### HOW TO COMPLETE THIS TASK:
The following data has a line with "[detect] vineyard" and a line with "[detect] pale sky". Write out exactly those lines and all the lines between them.

### THE DATA:
+ + + + +
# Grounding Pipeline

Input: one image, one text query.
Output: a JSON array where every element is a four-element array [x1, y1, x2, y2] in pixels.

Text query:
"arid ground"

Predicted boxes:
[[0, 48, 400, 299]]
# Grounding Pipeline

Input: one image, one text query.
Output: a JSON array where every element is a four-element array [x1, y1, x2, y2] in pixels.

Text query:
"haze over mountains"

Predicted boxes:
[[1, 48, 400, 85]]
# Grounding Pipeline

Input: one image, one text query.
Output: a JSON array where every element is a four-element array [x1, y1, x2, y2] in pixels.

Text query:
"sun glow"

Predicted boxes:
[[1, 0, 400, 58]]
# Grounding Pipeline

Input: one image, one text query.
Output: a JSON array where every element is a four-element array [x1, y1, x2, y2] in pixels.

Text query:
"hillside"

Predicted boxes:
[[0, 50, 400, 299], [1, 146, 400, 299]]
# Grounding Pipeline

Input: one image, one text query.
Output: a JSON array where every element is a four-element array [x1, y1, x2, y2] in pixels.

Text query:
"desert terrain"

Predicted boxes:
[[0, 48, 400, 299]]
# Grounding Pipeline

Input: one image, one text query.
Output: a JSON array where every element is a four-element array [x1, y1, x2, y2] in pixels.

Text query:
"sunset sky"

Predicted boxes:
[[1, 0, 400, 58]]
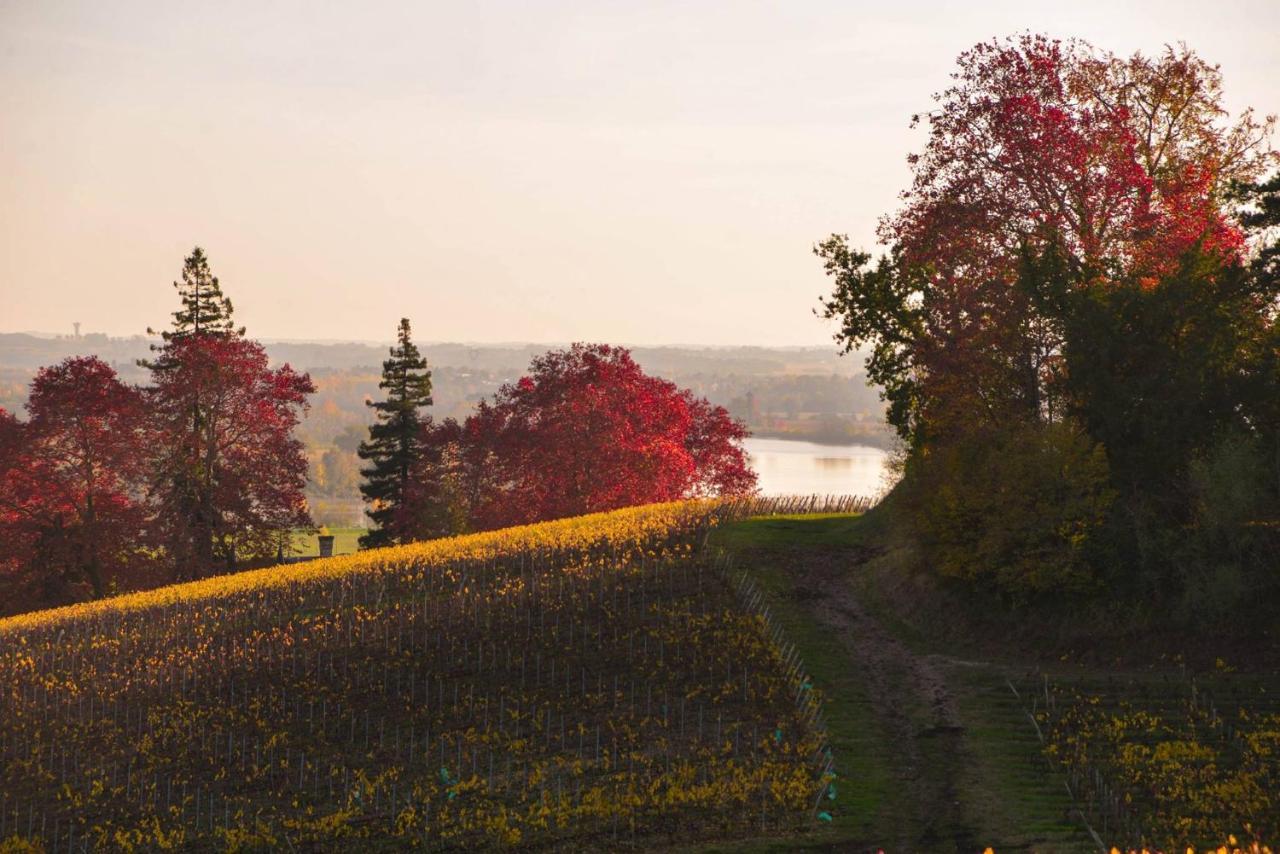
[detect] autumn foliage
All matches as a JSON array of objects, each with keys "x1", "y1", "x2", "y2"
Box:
[
  {"x1": 0, "y1": 358, "x2": 154, "y2": 603},
  {"x1": 818, "y1": 35, "x2": 1280, "y2": 603},
  {"x1": 850, "y1": 35, "x2": 1276, "y2": 438},
  {"x1": 0, "y1": 249, "x2": 315, "y2": 613},
  {"x1": 415, "y1": 344, "x2": 756, "y2": 534},
  {"x1": 148, "y1": 334, "x2": 314, "y2": 578},
  {"x1": 142, "y1": 247, "x2": 314, "y2": 579},
  {"x1": 2, "y1": 274, "x2": 753, "y2": 610},
  {"x1": 887, "y1": 37, "x2": 1264, "y2": 281}
]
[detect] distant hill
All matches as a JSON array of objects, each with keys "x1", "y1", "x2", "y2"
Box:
[
  {"x1": 0, "y1": 332, "x2": 891, "y2": 527},
  {"x1": 0, "y1": 332, "x2": 886, "y2": 431},
  {"x1": 0, "y1": 332, "x2": 864, "y2": 376}
]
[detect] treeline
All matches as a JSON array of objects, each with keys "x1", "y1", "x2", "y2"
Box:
[
  {"x1": 0, "y1": 255, "x2": 757, "y2": 614},
  {"x1": 355, "y1": 327, "x2": 756, "y2": 548},
  {"x1": 0, "y1": 249, "x2": 313, "y2": 609},
  {"x1": 299, "y1": 366, "x2": 885, "y2": 521},
  {"x1": 820, "y1": 36, "x2": 1280, "y2": 618}
]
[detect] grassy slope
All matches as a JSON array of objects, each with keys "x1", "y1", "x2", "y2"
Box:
[
  {"x1": 0, "y1": 503, "x2": 836, "y2": 851},
  {"x1": 704, "y1": 514, "x2": 894, "y2": 851},
  {"x1": 707, "y1": 512, "x2": 1094, "y2": 853}
]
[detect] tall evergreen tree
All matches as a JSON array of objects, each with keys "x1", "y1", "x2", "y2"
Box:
[
  {"x1": 143, "y1": 247, "x2": 244, "y2": 362},
  {"x1": 142, "y1": 247, "x2": 313, "y2": 579},
  {"x1": 358, "y1": 318, "x2": 433, "y2": 548},
  {"x1": 139, "y1": 247, "x2": 244, "y2": 576}
]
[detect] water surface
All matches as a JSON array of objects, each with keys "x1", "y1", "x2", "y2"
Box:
[{"x1": 743, "y1": 436, "x2": 892, "y2": 499}]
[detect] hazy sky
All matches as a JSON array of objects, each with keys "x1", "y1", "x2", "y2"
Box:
[{"x1": 2, "y1": 1, "x2": 1278, "y2": 346}]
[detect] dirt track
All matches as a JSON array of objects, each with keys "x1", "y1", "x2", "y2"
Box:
[{"x1": 787, "y1": 548, "x2": 980, "y2": 853}]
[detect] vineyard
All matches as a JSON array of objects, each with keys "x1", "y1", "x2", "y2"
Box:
[
  {"x1": 1027, "y1": 671, "x2": 1280, "y2": 849},
  {"x1": 7, "y1": 491, "x2": 1275, "y2": 852},
  {"x1": 0, "y1": 497, "x2": 867, "y2": 852}
]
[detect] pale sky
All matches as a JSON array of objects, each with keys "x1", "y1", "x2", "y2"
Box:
[{"x1": 2, "y1": 1, "x2": 1278, "y2": 346}]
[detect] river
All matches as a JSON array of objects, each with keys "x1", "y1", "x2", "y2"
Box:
[{"x1": 742, "y1": 436, "x2": 893, "y2": 499}]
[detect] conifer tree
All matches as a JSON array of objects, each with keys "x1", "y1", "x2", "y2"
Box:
[
  {"x1": 143, "y1": 247, "x2": 313, "y2": 579},
  {"x1": 358, "y1": 318, "x2": 433, "y2": 548},
  {"x1": 140, "y1": 247, "x2": 245, "y2": 576},
  {"x1": 142, "y1": 248, "x2": 244, "y2": 368}
]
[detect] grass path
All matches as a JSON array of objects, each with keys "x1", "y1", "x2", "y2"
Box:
[{"x1": 707, "y1": 513, "x2": 1095, "y2": 853}]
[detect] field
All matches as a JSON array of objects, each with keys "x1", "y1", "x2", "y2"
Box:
[
  {"x1": 706, "y1": 511, "x2": 1279, "y2": 853},
  {"x1": 1035, "y1": 673, "x2": 1280, "y2": 848},
  {"x1": 0, "y1": 498, "x2": 862, "y2": 852},
  {"x1": 3, "y1": 498, "x2": 1275, "y2": 852}
]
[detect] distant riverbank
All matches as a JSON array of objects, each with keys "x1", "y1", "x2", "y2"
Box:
[{"x1": 749, "y1": 427, "x2": 896, "y2": 451}]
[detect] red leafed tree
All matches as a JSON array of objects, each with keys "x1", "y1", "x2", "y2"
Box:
[
  {"x1": 818, "y1": 35, "x2": 1279, "y2": 598},
  {"x1": 148, "y1": 334, "x2": 315, "y2": 578},
  {"x1": 0, "y1": 408, "x2": 45, "y2": 602},
  {"x1": 402, "y1": 416, "x2": 471, "y2": 540},
  {"x1": 889, "y1": 36, "x2": 1270, "y2": 281},
  {"x1": 832, "y1": 35, "x2": 1276, "y2": 438},
  {"x1": 0, "y1": 358, "x2": 154, "y2": 603},
  {"x1": 435, "y1": 344, "x2": 755, "y2": 531}
]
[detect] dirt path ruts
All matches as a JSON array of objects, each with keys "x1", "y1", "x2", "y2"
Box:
[{"x1": 786, "y1": 548, "x2": 980, "y2": 853}]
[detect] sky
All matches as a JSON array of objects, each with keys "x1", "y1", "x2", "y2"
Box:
[{"x1": 2, "y1": 1, "x2": 1278, "y2": 346}]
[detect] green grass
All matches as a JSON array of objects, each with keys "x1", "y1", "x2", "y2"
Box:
[
  {"x1": 951, "y1": 668, "x2": 1093, "y2": 852},
  {"x1": 706, "y1": 512, "x2": 1093, "y2": 852},
  {"x1": 709, "y1": 512, "x2": 869, "y2": 550},
  {"x1": 289, "y1": 526, "x2": 364, "y2": 557},
  {"x1": 705, "y1": 513, "x2": 897, "y2": 850}
]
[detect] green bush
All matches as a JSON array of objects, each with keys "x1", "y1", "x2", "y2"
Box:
[
  {"x1": 901, "y1": 421, "x2": 1114, "y2": 602},
  {"x1": 1179, "y1": 430, "x2": 1280, "y2": 619}
]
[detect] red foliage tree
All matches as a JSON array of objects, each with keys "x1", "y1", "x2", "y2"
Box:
[
  {"x1": 0, "y1": 408, "x2": 44, "y2": 602},
  {"x1": 0, "y1": 358, "x2": 154, "y2": 602},
  {"x1": 819, "y1": 36, "x2": 1279, "y2": 599},
  {"x1": 830, "y1": 35, "x2": 1276, "y2": 439},
  {"x1": 889, "y1": 36, "x2": 1270, "y2": 282},
  {"x1": 148, "y1": 335, "x2": 315, "y2": 578},
  {"x1": 425, "y1": 344, "x2": 755, "y2": 532},
  {"x1": 402, "y1": 416, "x2": 471, "y2": 539}
]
+ + + + +
### SOLUTION FOR THIS PROBLEM:
[detect] vineyard
All matches as a JSON array of objects, each with keys "x1", "y1", "x2", "y2"
Box:
[
  {"x1": 1027, "y1": 671, "x2": 1280, "y2": 849},
  {"x1": 7, "y1": 491, "x2": 1275, "y2": 852},
  {"x1": 0, "y1": 497, "x2": 867, "y2": 852}
]
[detect] pale sky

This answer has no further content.